- **Input material**
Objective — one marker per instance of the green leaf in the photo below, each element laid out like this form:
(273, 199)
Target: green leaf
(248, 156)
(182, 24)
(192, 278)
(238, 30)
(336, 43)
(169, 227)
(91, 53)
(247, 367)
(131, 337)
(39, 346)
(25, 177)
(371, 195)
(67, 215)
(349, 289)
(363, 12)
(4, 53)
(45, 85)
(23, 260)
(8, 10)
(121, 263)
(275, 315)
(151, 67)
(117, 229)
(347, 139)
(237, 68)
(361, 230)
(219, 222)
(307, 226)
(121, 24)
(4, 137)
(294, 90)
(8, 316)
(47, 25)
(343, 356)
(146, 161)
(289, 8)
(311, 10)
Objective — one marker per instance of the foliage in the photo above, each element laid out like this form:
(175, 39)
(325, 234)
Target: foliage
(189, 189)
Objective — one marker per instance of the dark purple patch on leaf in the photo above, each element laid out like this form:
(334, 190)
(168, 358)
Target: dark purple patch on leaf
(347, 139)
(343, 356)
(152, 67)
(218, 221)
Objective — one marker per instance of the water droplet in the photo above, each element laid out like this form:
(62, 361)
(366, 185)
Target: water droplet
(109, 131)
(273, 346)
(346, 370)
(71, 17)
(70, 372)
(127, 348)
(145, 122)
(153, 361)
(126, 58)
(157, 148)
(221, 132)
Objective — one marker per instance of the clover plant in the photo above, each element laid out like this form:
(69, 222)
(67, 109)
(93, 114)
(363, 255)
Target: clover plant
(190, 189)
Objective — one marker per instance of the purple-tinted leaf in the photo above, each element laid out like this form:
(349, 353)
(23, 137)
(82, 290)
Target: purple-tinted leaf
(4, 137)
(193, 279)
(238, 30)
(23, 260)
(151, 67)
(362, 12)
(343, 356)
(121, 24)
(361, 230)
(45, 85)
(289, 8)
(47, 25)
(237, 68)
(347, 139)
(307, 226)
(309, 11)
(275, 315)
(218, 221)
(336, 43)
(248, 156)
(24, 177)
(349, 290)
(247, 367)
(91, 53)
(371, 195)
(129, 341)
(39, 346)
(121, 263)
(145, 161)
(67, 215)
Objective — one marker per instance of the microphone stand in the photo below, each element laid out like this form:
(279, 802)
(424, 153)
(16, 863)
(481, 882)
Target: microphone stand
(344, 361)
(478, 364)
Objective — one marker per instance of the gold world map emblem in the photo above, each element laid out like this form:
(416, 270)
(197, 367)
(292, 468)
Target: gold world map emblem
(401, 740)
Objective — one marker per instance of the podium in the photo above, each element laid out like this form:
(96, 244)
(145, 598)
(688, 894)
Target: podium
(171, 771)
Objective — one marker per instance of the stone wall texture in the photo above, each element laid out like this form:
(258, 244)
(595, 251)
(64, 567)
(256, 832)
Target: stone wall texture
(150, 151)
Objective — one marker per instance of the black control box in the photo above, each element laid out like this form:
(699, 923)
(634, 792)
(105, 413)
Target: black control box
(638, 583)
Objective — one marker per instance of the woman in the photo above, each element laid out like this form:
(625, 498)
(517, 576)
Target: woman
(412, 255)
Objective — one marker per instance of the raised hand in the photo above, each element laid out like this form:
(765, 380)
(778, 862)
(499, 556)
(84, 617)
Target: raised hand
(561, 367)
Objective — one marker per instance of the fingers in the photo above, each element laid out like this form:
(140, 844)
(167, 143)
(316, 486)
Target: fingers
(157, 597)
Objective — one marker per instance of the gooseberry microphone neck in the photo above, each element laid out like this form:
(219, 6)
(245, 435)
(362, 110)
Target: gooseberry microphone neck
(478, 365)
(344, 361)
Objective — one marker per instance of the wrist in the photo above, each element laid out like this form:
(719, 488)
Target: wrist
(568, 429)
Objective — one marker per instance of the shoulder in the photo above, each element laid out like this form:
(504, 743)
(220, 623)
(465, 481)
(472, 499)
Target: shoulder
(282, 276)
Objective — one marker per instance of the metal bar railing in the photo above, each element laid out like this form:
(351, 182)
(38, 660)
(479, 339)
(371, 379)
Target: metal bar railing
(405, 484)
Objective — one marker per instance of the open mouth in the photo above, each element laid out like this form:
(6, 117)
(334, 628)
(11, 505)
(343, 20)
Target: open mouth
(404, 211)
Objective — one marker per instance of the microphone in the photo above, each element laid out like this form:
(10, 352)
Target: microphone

- **Your instructions**
Transcribe the data above in full, exactly as it appears.

- **Output for this task**
Objective — one marker per instance of the green leaf in the photo below, each element laid out like this form:
(273, 199)
Target: green leaf
(248, 156)
(182, 24)
(192, 278)
(238, 30)
(336, 43)
(169, 227)
(91, 53)
(247, 367)
(131, 337)
(39, 346)
(25, 177)
(371, 195)
(67, 215)
(349, 289)
(363, 12)
(4, 53)
(45, 85)
(23, 260)
(8, 10)
(121, 263)
(275, 315)
(151, 67)
(117, 229)
(347, 139)
(237, 68)
(361, 230)
(219, 222)
(307, 226)
(121, 24)
(4, 137)
(294, 90)
(8, 316)
(47, 25)
(343, 356)
(146, 161)
(289, 8)
(311, 10)
Objective — one marker per instance of the foliage in the photo above, each element laid out like this form:
(175, 39)
(325, 234)
Target: foliage
(189, 189)
Objective — one marker per instance of the dark purple patch on leaf in the photo above, each element laid out like this form:
(334, 190)
(168, 358)
Target: dark purple patch on leaf
(347, 139)
(343, 356)
(152, 67)
(218, 221)
Objective — one marker per instance of the water droplet in the photo above, each element laid out like this form:
(62, 361)
(366, 185)
Target: water droplet
(109, 131)
(273, 346)
(346, 370)
(71, 17)
(70, 372)
(127, 348)
(145, 122)
(153, 361)
(126, 58)
(157, 148)
(221, 132)
Objective — one marker per instance of the clover plant in the photo above, each element laid out like this form:
(69, 222)
(67, 109)
(93, 114)
(363, 255)
Target: clover plant
(190, 189)
Objective — one marker per instance of the purple-tinted leaf in the photo above, each element laid out like this form:
(349, 353)
(23, 137)
(82, 290)
Target: purple-tinted leaf
(4, 137)
(193, 279)
(238, 30)
(23, 260)
(151, 67)
(362, 12)
(343, 356)
(121, 24)
(361, 230)
(45, 85)
(289, 8)
(47, 25)
(237, 68)
(347, 139)
(307, 226)
(309, 11)
(275, 315)
(218, 221)
(336, 43)
(248, 156)
(24, 177)
(349, 290)
(247, 367)
(91, 53)
(371, 195)
(129, 341)
(39, 346)
(121, 263)
(145, 161)
(67, 215)
Objective — one marker per instance of the microphone stand in the photo below, each element laid out like this form:
(279, 802)
(424, 153)
(16, 863)
(481, 882)
Target: microphone stand
(344, 361)
(478, 364)
Objective — one marker per instance of the gold world map emblem in the photo above, each element laid out like this form:
(416, 270)
(197, 367)
(292, 468)
Target: gold world map emblem
(401, 740)
Objective — one marker per instance of the podium in the photo above, each element laid out like this form:
(96, 244)
(145, 598)
(688, 894)
Target: podium
(171, 771)
Objective — one marker per instance of the stone wall texture in the photo above, each element laid out like this form:
(258, 244)
(595, 251)
(64, 567)
(256, 832)
Target: stone wall texture
(150, 151)
Objective — one marker per instance of the black control box in the photo above, each element laid out like this form:
(699, 923)
(634, 792)
(105, 413)
Target: black control box
(638, 583)
Objective — one marker per instance of the woman in the photo above, each element laid out like this form:
(625, 498)
(517, 576)
Target: woman
(412, 255)
Objective — one marker per instance of the raised hand in the photo above, each element laid out like this form:
(765, 380)
(778, 862)
(499, 556)
(84, 617)
Target: raised hand
(561, 367)
Objective — one marker per instance of the fingers in the photo above, each element laid out like this form:
(140, 844)
(167, 143)
(316, 486)
Target: fingers
(157, 597)
Objective — one marker per instance of the gooseberry microphone neck in the photo above, each element laid out like this form:
(219, 6)
(245, 435)
(362, 110)
Target: gooseberry microphone neck
(478, 365)
(344, 361)
Objective — one marker per instance of the wrist in the photo above, each element laid out like this form:
(719, 488)
Target: wrist
(568, 429)
Objective — one marker per instance of the shoulder in the photo above, each element laid out like this form:
(504, 743)
(220, 623)
(465, 481)
(472, 499)
Target: shoulder
(282, 276)
Objective — one marker per instance of the metal bar railing in the photo above, each element laid out like this form:
(351, 182)
(38, 660)
(479, 339)
(371, 379)
Target: metal bar railing
(405, 484)
Objective — one marker per instance of the open mouth in the photo above, each element laid out like this form:
(6, 117)
(334, 628)
(11, 505)
(343, 20)
Target: open mouth
(404, 211)
Objective — one marker per instance of the microphone in the photo above, each element laid out like this form:
(10, 352)
Target: microphone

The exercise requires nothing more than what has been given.